The problem> Select each line in the items below that contains the string "crate", treating uppercase and lowercase as different.

Supplied data>
* Start *

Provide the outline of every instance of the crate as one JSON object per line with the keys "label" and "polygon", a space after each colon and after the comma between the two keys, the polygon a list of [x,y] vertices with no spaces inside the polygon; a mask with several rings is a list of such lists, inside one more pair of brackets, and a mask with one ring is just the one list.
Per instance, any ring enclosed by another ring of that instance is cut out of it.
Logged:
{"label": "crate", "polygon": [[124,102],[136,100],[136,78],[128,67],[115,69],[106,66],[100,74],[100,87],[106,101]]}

* End *
* Start *

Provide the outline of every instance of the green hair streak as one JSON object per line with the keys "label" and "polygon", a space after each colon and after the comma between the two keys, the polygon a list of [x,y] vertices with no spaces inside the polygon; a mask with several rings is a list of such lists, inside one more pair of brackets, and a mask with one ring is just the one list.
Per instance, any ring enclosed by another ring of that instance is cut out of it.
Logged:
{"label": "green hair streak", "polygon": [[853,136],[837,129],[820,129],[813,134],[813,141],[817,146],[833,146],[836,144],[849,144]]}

* End *
* Start *

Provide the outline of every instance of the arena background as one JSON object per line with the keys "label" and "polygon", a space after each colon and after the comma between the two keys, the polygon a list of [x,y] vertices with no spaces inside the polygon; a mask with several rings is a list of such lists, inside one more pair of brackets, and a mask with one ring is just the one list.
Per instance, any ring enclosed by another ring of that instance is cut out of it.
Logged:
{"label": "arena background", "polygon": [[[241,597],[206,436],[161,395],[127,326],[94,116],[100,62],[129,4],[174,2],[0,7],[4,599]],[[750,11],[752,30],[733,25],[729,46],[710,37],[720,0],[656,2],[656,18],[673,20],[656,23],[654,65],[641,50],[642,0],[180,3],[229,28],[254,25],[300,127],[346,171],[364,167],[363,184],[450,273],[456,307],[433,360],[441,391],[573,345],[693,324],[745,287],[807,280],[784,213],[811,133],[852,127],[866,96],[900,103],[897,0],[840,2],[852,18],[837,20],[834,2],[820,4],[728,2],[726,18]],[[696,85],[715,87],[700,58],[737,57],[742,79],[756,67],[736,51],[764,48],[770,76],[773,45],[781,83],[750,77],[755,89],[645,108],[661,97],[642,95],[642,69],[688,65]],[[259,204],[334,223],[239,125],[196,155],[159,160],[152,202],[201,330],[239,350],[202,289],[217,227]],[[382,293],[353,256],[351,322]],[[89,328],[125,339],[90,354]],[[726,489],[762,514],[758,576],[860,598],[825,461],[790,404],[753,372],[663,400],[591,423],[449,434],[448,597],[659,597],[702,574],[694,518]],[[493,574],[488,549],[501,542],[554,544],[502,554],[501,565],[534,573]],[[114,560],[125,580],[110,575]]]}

* End *

Result for this exercise>
Provide the outline of every instance of the crate as one JSON object per line with the keys "label" and "polygon", a space after each colon and after the comma between the two keys, the polygon a list of [x,y] vertices with no spaces inside the polygon; a mask with several rings is a list of such lists, inside one more pair of brackets, and a mask with one ring is just the one list.
{"label": "crate", "polygon": [[124,102],[136,100],[136,78],[128,67],[115,69],[106,66],[100,74],[100,87],[106,101]]}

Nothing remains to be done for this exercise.